• **Excerpt**
****

Bush's Make-or-Break Growth Agenda

Germany: The Road Back

Realistic or reckless? President George W. Bush is throwing the dice in a flurry of audacious economic plans that promise to greatly stimulate American growth--or bust the budget and the economy with it. Even as he readies for war with Iraq, the President wants to create new tax-exempt savings accounts, expand retirement accounts, cut taxes on stock dividends, move up income tax cuts, end all inheritance taxes, offer a big Medicare drug benefit, and boost defense spending sharply. He is betting big that promoting capital formation will send the stock market higher and generate faster economic growth to pay for skyrocketing budget deficits. Yet his proposals will drain away potential tax revenues that may be needed in a future sure to see millions of baby boomers retire, Medicare and Social Security pressed for money, and expensive defense against terrorists. And while we admire the President's chutzpah, it will no doubt be hard to manage so many economic initiatives at a time when America will be fighting a war, possibly occupying Iraq, and defending the homeland.


Bush, in effect, is proposing nothing less than a radical reshaping of the tax system. Combine his proposal to end taxes on stock dividends with his idea of creating three new, tax-free savings and retirement plans that allow families to sock away substantial income annually and you get a huge tax incentive for Americans to save and invest more--and consume less. It is a bold experiment. If it works, it would invigorate the economy. But people may simply shift their existing savings from taxable to nontaxable accounts. Fewer employers may offer retirement plans. And the public may view it as a sop to the rich.

****

Saved data entries:

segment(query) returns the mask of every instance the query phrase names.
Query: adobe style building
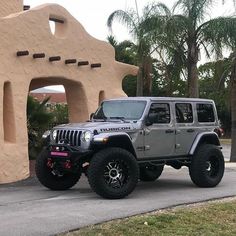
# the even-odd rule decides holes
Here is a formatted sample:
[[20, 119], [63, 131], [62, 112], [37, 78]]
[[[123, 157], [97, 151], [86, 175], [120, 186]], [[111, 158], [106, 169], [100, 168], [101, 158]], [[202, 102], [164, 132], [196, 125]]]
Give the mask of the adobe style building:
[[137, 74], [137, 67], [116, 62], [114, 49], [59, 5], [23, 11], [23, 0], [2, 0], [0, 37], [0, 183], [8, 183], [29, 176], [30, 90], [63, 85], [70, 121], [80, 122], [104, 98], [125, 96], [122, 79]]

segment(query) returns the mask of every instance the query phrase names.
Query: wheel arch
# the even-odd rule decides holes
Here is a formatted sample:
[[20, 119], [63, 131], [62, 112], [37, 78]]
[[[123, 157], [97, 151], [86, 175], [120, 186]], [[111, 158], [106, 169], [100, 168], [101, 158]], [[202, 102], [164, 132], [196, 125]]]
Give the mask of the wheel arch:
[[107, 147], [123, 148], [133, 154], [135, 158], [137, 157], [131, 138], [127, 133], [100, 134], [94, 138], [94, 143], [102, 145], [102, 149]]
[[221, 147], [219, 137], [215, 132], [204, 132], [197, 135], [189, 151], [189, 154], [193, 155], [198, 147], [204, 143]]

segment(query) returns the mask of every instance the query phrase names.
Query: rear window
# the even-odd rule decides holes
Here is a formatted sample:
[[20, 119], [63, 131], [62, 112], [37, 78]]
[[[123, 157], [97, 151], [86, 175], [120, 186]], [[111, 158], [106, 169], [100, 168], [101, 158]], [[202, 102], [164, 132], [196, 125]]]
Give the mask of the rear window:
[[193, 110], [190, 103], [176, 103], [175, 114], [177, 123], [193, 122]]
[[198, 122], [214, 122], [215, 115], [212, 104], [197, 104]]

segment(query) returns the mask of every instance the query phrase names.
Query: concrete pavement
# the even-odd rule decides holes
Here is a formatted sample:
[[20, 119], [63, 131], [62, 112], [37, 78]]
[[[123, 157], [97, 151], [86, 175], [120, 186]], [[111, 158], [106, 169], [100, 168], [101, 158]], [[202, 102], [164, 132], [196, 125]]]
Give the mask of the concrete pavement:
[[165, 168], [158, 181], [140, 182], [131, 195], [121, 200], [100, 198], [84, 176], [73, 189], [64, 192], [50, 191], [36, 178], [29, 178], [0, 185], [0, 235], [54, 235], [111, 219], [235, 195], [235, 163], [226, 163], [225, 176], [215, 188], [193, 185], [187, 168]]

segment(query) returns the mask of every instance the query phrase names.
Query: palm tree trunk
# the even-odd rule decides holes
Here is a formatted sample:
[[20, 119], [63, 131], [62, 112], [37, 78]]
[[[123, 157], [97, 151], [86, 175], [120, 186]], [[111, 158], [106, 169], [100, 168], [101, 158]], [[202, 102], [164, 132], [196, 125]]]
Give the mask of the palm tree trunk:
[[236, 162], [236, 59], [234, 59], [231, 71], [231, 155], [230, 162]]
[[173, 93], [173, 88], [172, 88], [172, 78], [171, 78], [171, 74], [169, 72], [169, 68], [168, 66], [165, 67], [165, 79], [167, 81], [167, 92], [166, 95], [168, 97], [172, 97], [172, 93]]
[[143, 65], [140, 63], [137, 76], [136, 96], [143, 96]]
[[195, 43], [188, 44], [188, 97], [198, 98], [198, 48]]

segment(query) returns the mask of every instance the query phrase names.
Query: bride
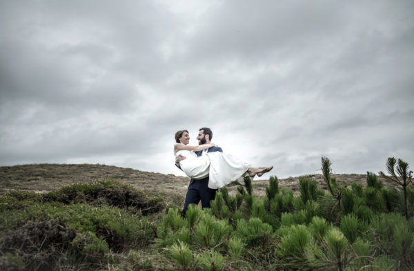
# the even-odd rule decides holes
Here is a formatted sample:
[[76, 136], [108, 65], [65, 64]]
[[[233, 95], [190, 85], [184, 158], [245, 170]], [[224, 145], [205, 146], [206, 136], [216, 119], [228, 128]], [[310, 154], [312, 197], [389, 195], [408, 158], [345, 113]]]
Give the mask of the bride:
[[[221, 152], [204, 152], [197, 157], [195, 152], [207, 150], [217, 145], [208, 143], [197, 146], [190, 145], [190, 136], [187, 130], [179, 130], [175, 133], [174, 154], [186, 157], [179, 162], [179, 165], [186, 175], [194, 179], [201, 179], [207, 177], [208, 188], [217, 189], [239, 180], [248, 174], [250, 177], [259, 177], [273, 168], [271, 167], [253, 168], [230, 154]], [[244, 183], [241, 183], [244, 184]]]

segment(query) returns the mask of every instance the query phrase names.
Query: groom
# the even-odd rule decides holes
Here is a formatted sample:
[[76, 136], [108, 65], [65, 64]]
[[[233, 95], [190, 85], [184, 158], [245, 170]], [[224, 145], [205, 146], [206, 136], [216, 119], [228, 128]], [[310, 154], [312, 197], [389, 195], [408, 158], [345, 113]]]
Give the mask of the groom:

****

• **Task set**
1. Summarize the excerpt on Bush's growth agenda in two sentences.
2. From the excerpt on Bush's growth agenda, print the passage between "Bush, in effect, is" and "to the rich.", inclusive.

• **Exercise solutions**
1. President George W. Bush is proposing a set of bold economic plans, including new tax-free savings accounts, an end to taxes on stock dividends, and sharply higher defense spending. He is betting that promoting capital formation will speed economic growth enough to pay for soaring deficits, but the plans could drain revenue needed later and could be hard to manage during a war.

2.
Bush, in effect, is proposing nothing less than a radical reshaping of the tax system. Combine his proposal to end taxes on stock dividends with his idea of creating three new, tax-free savings and retirement plans that allow families to sock away substantial income annually and you get a huge tax incentive for Americans to save and invest more--and consume less. It is a bold experiment. If it works, it would invigorate the economy. But people may simply shift their existing savings from taxable to nontaxable accounts. Fewer employers may offer retirement plans. And the public may view it as a sop to the rich.